:: SELECTED EXTRACT

Frequently Asked Questions

Dental Care for your baby

Q When should my child first see a dentist?
A Pediatric health care providers now suggest baby’s first visit by their first birthday. Your child should visit a pediatric dentist no later than six months after the arrival of their first baby tooth. Learning about healthy nursing and feeding habits along with early examinations and preventive care will protect your child’s smile now and in the future.
Q Why so early? What dental problems could a baby have?
A Dental problems in the form of early childhood cavities or baby bottle tooth decay/nursing caries can begin in the first years of life. Timely first dental visits enable the application of health promotion and disease prevention practices to benefit your child.
Q When should I start cleaning my baby’s teeth?
A Starting at birth, you can clean your baby’s gums using a wet soft-bristled infant toothbrush, a cotton finger cloth or baby washcloth. At first, dental home care can begin on the changing table prior to diaper changes. Be creative, use games, music and singing but be persistent. A thorough cleaning prior to bedtime is essential each day.

::::
:: SUPPLIED INFORMATION

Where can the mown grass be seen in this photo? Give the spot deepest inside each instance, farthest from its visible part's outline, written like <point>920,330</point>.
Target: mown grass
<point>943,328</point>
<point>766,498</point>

::::

- ASSIGNED TASK 1: In the baby dental care FAQ, by what point do pediatric health care providers now suggest a baby's first dental visit?
- ASSIGNED TASK 2: Continue the baby dental care FAQ from its last sentence.
The lines are separate material with no connection to the baby dental care FAQ.

- EXERCISE ANSWER 1: By the baby's first birthday.

- EXERCISE ANSWER 2:
Q Any advice on teething?
A Your child’s gums may be sore when teeth typically erupt between ages six months to three years. Infants can be soothed by massaging their gums with a clean finger. Many children will respond to a clean teething ring, cool spoon or cold wet washcloth.
Q When should bottle feeding be stopped?
A Children should be weaned from the bottle at 12-14 months of age and transitioned to using a cup. Always avoid putting baby to bed with a bottle containing anything other than water.